* TASK TO CARRY OUT
Beginning with the line that contains "pixel 744 29", print each line to the end of the data exactly. Omit the pictures.

Natural-language object grounding data
============================================================
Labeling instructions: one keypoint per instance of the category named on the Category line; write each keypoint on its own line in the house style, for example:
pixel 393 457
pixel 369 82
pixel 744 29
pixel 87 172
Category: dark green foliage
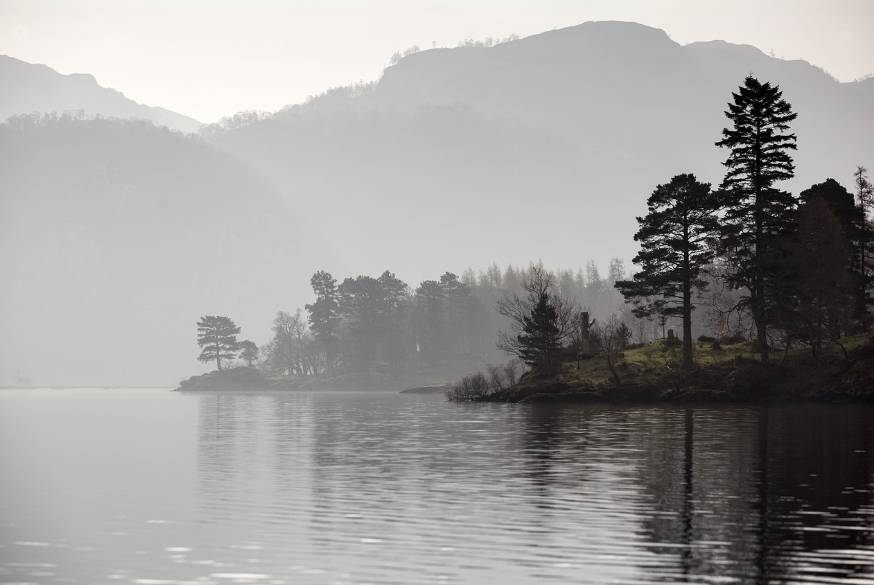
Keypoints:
pixel 854 232
pixel 540 338
pixel 820 305
pixel 248 351
pixel 755 212
pixel 218 337
pixel 324 315
pixel 676 239
pixel 865 198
============================================================
* WRITTEN SOLUTION
pixel 744 29
pixel 87 172
Category: dark green foliage
Keypoints:
pixel 854 232
pixel 540 338
pixel 820 305
pixel 248 351
pixel 755 212
pixel 218 337
pixel 324 315
pixel 676 239
pixel 865 198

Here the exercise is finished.